### TASK INSTRUCTIONS
- A) Rewrite the passage on facial geodesic features and race classification from "Figure 11. The" to "race classifier performance.", swapping "backpropagation" for "error backpropagation".
- B) Write the next part of the passage on facial geodesic features and race classification, picking up after its final sentence.
--- Start of SELECTED PASSAGE ---
For more investigation into the relation between facial features and human ethnicity, the Geodesic distance is also used in the third scenario as a feature extraction to calculate the distances between the interest points on the facial mesh. Specific landmarks have been assigned to the HeadSpace 3D scans using a deep learning-based pre-trained network [49] on BU-3DFE and DTU datasets. A Specific Matlab code is designed to map the landmarks indices with the vertices coordinates of the 3D mesh. The resulting landmarks on a HeadSpace sample are shown in Figure 10.

Figure 10. Landmarking the HeadSpace data

The Geodesic Distance allows extracting facial curvature information from 3D imagery efficiently while the principle facial curvatures remain unchanged as the surface rotates, translates, and changes in scales. Each curve-based descriptor represents the minimum Geodesic distance that separates the facial points i and j (the reference vertex and the end vertex on the facial surface) such as Dijkstra's algorithm or Fast Marching Method. A sample of extracting the Geodesic features globally from a Headspace facial mesh of (93829) vertex using the Fast Marching algorithm is shown in Figure 11. Similarly to the Dijkstra algorithm, Fast Marching [50] calculates the shortest paths on graphs. Using a gradient descent of the distance function D. These computations are done in a “mex” file to fasten the distance calculations. A distance map from multiple start points using an arbitrary isotropic metric is then created to compute geodesic paths from any point that joins the closest starting point. The calculated shortest geodesic distances finally allow extracting the information of the facial curvature (extracting the geodesic feature).

A common approach to extracting the geodesic features is to compute local geodesic descriptors around the nose tip. The resulting geodesic features matrix then is represented with a suitable format for further analysis and next machine learning tasks according to the specific required task and the nature of the used data. The resulting geodesic features matrix usually has a high dimensionality and needs to be reduced in size to allow easier analysis and machine learning phase in the next steps of face recognition and classification systems.

Additionally, a local feature experiment is done to extract the SIFT features from a cropped local part of each facial scan. This knowledge-based selection of the mouth area as a local part was according to the conclusions of several existing related works. The classifier is then trained on these Mouth-SIFT features to predict the individual ethnicity.

Figure 11. The geodesic paths on a facial scan

2.4 Building the race classifier

A neural network model often is trained using backpropagation, and optimization methods like stochastic gradient descent (SGD) or its variations are used in backpropagation to train neural networks (NN). Iterative training of the weights and biases enables the network to learn how to classify faces. Several factors influence the accuracy of neural network classification, such as the network architecture including the number of neurons per layer, and the number of layers, the activation functions selected, learning rate, batch size, and regularization strategies like L2 and dropout regularization. Five-fold cross-validation is implemented to evaluate the NN race classifier performance.
--- End of SELECTED PASSAGE ---
--- Start of RECORDED INFORMATION ---
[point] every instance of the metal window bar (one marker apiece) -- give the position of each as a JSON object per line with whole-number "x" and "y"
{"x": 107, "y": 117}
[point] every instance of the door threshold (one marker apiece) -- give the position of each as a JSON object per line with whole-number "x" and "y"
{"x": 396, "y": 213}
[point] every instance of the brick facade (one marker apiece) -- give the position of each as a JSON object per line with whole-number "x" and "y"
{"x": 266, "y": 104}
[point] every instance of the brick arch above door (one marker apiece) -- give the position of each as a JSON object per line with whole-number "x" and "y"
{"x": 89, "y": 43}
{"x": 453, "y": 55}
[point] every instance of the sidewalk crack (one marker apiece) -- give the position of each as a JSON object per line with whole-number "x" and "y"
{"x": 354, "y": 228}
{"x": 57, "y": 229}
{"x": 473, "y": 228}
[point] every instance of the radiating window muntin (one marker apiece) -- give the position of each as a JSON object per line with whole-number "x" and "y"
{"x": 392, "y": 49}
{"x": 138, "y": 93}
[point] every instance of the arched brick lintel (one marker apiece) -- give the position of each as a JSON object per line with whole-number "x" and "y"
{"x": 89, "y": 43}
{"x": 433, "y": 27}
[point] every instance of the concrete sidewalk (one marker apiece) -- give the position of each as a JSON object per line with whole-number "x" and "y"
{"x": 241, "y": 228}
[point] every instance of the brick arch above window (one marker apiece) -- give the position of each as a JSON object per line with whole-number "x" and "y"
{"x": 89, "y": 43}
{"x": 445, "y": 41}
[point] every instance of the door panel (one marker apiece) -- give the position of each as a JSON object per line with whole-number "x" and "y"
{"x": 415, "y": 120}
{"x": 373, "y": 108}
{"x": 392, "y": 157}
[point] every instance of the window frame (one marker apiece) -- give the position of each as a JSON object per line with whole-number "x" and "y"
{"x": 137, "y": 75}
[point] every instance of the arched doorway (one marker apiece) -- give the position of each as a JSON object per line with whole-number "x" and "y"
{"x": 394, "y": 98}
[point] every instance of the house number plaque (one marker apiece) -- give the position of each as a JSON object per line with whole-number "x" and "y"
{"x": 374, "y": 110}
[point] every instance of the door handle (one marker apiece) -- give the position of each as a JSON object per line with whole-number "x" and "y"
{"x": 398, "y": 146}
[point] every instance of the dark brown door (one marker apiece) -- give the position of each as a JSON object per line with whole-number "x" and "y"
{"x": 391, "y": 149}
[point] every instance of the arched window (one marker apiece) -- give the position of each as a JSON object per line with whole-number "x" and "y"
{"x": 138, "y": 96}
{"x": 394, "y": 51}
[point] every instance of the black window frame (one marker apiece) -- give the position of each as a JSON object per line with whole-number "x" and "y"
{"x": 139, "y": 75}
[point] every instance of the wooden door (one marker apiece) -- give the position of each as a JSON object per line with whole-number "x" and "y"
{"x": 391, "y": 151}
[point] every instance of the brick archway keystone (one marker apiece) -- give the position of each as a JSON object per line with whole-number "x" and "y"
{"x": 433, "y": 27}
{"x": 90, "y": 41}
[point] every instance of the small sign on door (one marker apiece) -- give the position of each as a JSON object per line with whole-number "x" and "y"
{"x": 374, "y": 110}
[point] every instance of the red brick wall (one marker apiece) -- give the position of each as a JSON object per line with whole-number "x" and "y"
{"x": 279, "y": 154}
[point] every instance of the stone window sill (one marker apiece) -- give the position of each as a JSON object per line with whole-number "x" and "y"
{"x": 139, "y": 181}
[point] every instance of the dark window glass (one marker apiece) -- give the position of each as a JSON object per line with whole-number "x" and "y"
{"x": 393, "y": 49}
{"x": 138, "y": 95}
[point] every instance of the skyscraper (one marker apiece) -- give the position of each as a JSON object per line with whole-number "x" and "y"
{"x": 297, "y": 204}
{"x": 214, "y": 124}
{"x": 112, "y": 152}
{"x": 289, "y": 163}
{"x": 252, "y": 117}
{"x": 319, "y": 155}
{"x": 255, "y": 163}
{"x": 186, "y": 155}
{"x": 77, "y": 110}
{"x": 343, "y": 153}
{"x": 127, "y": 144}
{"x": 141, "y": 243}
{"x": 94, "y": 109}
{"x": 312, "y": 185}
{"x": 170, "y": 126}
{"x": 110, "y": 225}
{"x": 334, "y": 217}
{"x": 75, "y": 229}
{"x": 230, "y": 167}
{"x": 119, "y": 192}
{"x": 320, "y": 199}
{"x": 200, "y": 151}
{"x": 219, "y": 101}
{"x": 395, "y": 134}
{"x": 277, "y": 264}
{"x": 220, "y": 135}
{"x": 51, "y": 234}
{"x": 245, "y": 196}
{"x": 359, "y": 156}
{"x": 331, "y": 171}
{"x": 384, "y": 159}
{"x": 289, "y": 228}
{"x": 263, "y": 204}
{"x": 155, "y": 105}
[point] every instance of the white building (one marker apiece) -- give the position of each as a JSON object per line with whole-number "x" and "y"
--- End of RECORDED INFORMATION ---
### OUTPUTS FOR THE TASKS
- A)
Figure 11. The geodesic paths on a facial scan

2.4 Building the race classifier

A neural network model often is trained using error backpropagation, and optimization methods like stochastic gradient descent (SGD) or its variations are used in error backpropagation to train neural networks (NN). Iterative training of the weights and biases enables the network to learn how to classify faces. Several factors influence the accuracy of neural network classification, such as the network architecture including the number of neurons per layer, and the number of layers, the activation functions selected, learning rate, batch size, and regularization strategies like L2 and dropout regularization. Five-fold cross-validation is implemented to evaluate the NN race classifier performance.

- B)
On the other hand, to train the SVM classifier, the best hyperplanes for classifying the data are identified. This is accomplished by using a kernel function for non-linear separation to optimize the margin between the classes. The regularization parameter, kernel-specific parameters, and the kernel function all affect the classification accuracy. The SVM finds the hyperplane that can maximize the distance between any class and the hyperplane, given multiple points that belong to a pair of distinct classes. This hyperplane allows separating the largest possible fractions of points of each class on the same separate side.

 Because it is reliable, accurate, and efficient even with limited training data, supervised learning in this work employs SVM with a linear kernel. After extracting the feature descriptors from 3D facial meshes, the features have been classified using SVM into multiple classes (racial groups used in this work). The classifier performance has been evaluated using 5-fold cross-validation. The observations have been divided into k subsets. Every time, a test set is created from one of the k subsets, and a training set is created by combining the remaining subsets. The average accuracy throughout the k trials is then determined.

The SVM maps the input sample to a high-dimensional feature space in trials for locating the optimal hyperplanes and decreasing the classification error. The largest margin between the two classes is the best hyperplane for the SVM. The margin means the maximal width of the slab parallel to the hyperplanes that have no interior data points and the support vectors are the width constraint of that margin. The classifiers have trained over numerical form features resulting from using different feature extraction such as; SIFT, HOG, and Geodesic. The numerical form of features also decreases the privacy and ethical concerns within intelligent systems, particularly when data is collected without informed consent which is more suitable for human data such as explicit facial details and implicit ethnicity information, since such information might raise ethical and privacy issues.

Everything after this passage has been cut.